Type out every line below exactly as it reads.

begin

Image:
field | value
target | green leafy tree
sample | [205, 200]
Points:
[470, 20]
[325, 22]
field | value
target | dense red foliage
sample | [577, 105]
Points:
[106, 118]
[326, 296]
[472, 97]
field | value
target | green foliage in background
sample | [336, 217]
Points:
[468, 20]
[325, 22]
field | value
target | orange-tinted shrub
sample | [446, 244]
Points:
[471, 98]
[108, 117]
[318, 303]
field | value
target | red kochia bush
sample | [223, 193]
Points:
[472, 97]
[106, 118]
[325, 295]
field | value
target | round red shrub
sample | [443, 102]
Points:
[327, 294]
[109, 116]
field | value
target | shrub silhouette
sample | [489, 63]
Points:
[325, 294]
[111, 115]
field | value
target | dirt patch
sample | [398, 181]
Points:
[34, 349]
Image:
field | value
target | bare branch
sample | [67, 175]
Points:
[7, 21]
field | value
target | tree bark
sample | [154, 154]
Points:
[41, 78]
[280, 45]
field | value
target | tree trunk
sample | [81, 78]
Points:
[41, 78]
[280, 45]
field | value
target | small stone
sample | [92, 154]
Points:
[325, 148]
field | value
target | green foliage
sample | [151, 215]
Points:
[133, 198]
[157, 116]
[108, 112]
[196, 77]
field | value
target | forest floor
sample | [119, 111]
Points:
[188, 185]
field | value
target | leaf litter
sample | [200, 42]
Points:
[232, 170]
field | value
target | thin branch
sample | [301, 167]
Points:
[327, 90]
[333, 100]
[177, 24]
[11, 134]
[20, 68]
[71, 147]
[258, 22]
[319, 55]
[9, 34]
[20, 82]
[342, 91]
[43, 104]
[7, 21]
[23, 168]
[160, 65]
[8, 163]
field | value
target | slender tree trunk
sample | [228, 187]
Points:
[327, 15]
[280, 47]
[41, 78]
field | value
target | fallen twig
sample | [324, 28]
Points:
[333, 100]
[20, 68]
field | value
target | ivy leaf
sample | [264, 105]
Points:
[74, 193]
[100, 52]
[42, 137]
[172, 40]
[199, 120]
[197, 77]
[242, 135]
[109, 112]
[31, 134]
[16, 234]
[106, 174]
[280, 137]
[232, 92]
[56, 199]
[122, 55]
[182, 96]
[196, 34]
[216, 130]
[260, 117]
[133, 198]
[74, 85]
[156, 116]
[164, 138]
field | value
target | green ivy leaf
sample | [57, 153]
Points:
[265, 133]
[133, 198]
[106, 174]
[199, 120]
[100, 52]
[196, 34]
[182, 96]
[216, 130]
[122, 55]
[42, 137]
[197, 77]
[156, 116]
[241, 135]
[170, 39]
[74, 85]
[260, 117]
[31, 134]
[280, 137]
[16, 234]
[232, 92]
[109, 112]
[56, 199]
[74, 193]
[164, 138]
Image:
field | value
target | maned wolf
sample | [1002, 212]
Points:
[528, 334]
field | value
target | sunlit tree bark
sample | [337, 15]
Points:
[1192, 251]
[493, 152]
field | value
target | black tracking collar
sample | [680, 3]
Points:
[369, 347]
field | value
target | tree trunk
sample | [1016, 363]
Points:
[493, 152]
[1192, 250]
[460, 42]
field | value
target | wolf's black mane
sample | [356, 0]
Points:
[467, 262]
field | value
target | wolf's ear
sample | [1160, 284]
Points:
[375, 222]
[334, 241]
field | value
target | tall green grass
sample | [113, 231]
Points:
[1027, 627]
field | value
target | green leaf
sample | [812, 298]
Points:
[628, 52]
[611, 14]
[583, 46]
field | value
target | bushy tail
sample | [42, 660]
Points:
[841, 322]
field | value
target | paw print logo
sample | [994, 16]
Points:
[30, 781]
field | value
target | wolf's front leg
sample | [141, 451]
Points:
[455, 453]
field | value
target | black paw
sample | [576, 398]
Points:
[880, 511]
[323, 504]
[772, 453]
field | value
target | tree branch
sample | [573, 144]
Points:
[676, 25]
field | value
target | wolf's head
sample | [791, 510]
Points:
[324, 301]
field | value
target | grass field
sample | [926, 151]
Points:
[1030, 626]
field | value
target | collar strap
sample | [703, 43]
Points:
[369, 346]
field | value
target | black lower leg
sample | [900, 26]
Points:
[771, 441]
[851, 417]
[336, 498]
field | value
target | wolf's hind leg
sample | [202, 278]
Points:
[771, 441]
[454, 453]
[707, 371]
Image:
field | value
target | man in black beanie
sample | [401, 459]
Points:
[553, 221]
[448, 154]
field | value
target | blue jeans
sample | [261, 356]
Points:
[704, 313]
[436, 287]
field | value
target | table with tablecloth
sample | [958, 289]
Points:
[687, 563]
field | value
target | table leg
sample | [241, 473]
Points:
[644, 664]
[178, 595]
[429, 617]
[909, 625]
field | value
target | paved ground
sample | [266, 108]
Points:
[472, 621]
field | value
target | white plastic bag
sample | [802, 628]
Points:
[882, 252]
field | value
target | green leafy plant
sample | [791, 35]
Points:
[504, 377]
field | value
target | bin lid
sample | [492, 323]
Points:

end

## Solution for this exercise
Image:
field | value
target | green leafy tree
sample | [205, 200]
Points:
[470, 20]
[325, 22]
field | value
target | dense red foliage
sample | [577, 105]
Points:
[106, 118]
[326, 296]
[472, 97]
field | value
target | green foliage in background
sample | [336, 217]
Points:
[468, 20]
[325, 22]
field | value
target | orange-tinted shrub
sample | [446, 244]
Points:
[471, 98]
[108, 117]
[318, 303]
field | value
target | red kochia bush
sample | [223, 193]
Points:
[472, 97]
[106, 118]
[325, 295]
field | value
target | round red shrub
sample | [443, 102]
Points:
[327, 294]
[109, 116]
field | value
target | shrub silhouette
sample | [489, 63]
Points:
[325, 294]
[111, 115]
field | value
target | dirt patch
sample | [398, 181]
Points:
[34, 349]
Image:
field | value
target | bare branch
sample | [67, 175]
Points:
[7, 21]
field | value
target | tree bark
sample | [154, 154]
Points:
[41, 78]
[280, 45]
field | value
target | tree trunk
sample | [81, 78]
Points:
[41, 78]
[280, 45]
field | value
target | small stone
sample | [92, 154]
Points:
[325, 148]
field | value
target | green foliage
sample | [151, 215]
Points:
[133, 198]
[157, 116]
[108, 112]
[196, 77]
field | value
target | forest floor
sample | [119, 111]
Points:
[188, 185]
field | value
target | leaf litter
sample | [200, 42]
Points:
[232, 170]
field | value
target | thin branch
sample | [301, 167]
Points:
[327, 90]
[333, 100]
[177, 24]
[11, 134]
[20, 68]
[71, 147]
[258, 22]
[319, 55]
[9, 34]
[20, 82]
[342, 91]
[43, 104]
[7, 21]
[23, 168]
[160, 65]
[8, 163]
field | value
target | slender tree trunk
sample | [228, 187]
Points:
[327, 15]
[280, 47]
[41, 78]
field | value
target | fallen twig
sample | [324, 28]
Points:
[333, 100]
[20, 68]
field | value
target | ivy leaf
sample | [264, 105]
Points:
[74, 193]
[100, 52]
[42, 137]
[172, 40]
[199, 120]
[197, 77]
[242, 135]
[109, 112]
[31, 134]
[16, 234]
[106, 174]
[280, 137]
[232, 92]
[56, 199]
[122, 55]
[182, 96]
[196, 34]
[216, 130]
[260, 117]
[133, 198]
[74, 85]
[156, 116]
[164, 138]
field | value
target | green ivy leaf
sample | [57, 153]
Points:
[265, 133]
[133, 198]
[106, 174]
[199, 120]
[100, 52]
[196, 34]
[182, 96]
[216, 130]
[122, 55]
[42, 137]
[197, 77]
[156, 116]
[241, 135]
[170, 39]
[74, 85]
[260, 117]
[31, 134]
[280, 137]
[16, 234]
[232, 92]
[109, 112]
[56, 199]
[74, 193]
[164, 138]
Image:
field | value
target | maned wolf
sample | [1002, 212]
Points:
[528, 334]
field | value
target | sunlit tree bark
sample | [337, 15]
Points:
[1192, 251]
[493, 152]
field | value
target | black tracking collar
sample | [680, 3]
Points:
[369, 347]
field | value
target | tree trunk
sample | [1016, 363]
Points:
[493, 152]
[1192, 250]
[460, 42]
field | value
target | wolf's black mane
sample | [356, 0]
Points:
[467, 262]
field | value
target | wolf's ear
sample | [1160, 284]
Points:
[375, 222]
[334, 241]
field | value
target | tall green grass
sample | [113, 231]
Points:
[1027, 627]
field | value
target | green leaf
sample | [812, 298]
Points:
[628, 52]
[611, 14]
[583, 46]
field | value
target | bushy tail
sample | [42, 660]
Points:
[841, 322]
field | value
target | paw print logo
sample | [994, 16]
Points:
[30, 781]
field | value
target | wolf's front leg
sample | [141, 451]
Points:
[455, 453]
field | value
target | black paw
sample | [576, 398]
Points:
[880, 511]
[323, 504]
[772, 453]
field | value
target | tree branch
sample | [573, 144]
Points:
[676, 25]
field | value
target | wolf's head
sample | [791, 510]
Points:
[324, 301]
field | value
target | grass field
sample | [926, 151]
Points:
[1030, 626]
field | value
target | collar strap
sample | [703, 43]
Points:
[369, 346]
field | value
target | black lower leg
sample | [900, 26]
Points:
[771, 441]
[851, 417]
[336, 498]
field | value
target | wolf's hind leg
sample | [202, 278]
Points:
[771, 441]
[454, 453]
[707, 371]
Image:
field | value
target | man in black beanie
sample | [401, 459]
Points:
[553, 221]
[448, 154]
field | value
target | blue jeans
sample | [261, 356]
Points:
[704, 313]
[436, 287]
field | value
target | table with tablecloth
sample | [958, 289]
Points:
[687, 563]
field | value
target | table leg
sample | [241, 473]
Points:
[644, 664]
[178, 595]
[429, 617]
[909, 625]
field | value
target | paved ground
sample | [266, 108]
Points:
[472, 621]
field | value
target | white plastic bag
sample | [802, 628]
Points:
[882, 252]
field | value
target | green leafy plant
sample | [791, 35]
Points:
[504, 377]
field | value
target | bin lid
sample | [492, 323]
Points:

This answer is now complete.